:: Provided material ::

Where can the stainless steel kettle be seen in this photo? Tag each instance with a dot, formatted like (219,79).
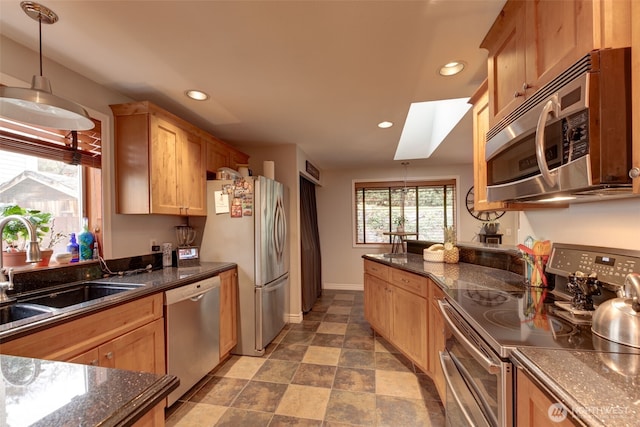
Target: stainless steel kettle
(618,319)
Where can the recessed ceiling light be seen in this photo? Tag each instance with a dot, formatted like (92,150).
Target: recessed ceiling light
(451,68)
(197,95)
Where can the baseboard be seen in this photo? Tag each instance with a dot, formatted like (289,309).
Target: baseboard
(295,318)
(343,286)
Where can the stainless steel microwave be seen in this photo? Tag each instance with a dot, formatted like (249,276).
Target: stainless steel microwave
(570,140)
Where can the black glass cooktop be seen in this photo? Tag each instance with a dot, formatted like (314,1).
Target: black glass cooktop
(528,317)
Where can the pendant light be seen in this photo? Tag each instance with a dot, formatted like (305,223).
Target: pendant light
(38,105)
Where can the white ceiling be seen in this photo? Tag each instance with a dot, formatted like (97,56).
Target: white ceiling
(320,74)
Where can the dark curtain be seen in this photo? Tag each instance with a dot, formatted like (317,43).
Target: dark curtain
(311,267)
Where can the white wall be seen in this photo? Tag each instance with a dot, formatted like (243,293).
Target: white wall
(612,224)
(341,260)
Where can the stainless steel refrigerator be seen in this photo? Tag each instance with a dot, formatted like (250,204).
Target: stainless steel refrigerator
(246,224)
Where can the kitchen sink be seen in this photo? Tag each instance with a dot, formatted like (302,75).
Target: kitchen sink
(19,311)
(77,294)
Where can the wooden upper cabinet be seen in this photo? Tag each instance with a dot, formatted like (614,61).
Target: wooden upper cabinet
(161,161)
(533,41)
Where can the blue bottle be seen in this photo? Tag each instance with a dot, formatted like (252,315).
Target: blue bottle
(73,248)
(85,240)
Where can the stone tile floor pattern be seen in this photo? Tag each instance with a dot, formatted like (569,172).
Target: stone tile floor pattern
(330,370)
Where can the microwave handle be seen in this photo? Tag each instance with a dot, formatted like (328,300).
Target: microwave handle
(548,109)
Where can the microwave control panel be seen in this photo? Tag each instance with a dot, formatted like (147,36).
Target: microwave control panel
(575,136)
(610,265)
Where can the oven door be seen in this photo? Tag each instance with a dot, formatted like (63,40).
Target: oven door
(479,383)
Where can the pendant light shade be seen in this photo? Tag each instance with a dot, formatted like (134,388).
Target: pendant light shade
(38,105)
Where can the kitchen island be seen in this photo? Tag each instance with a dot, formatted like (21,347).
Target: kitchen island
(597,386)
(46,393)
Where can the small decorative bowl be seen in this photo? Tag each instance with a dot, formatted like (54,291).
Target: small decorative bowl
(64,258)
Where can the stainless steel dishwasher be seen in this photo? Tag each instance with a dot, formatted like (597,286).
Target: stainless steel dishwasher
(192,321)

:: Problem to solve ::
Reproduce the entries word for word, starting at the line that contains "Where can the oven" and ending with the final line of the entries.

:: Response for this exercise ::
Where can the oven door be seen in this photo? Tag each instance with a dot, formatted like (63,40).
Target: oven door
(479,383)
Where can the pendant light shade be seen in this photo? Tag each instance with a dot, formatted like (134,388).
Target: pendant light shade
(38,105)
Where can the kitchen island be seen in this photo? Tag each instance with a dot, formatted like (21,347).
Target: kitchen island
(597,386)
(46,393)
Where can the small decorative bowl be seen in this photo? Tag each instance with a dot, formatted like (54,291).
Target: small decorative bowl
(64,258)
Where can the stainless steel dishwasher be seen in this photo? Tag each instance with a dot, formatted like (597,286).
Target: stainless steel dishwasher
(192,321)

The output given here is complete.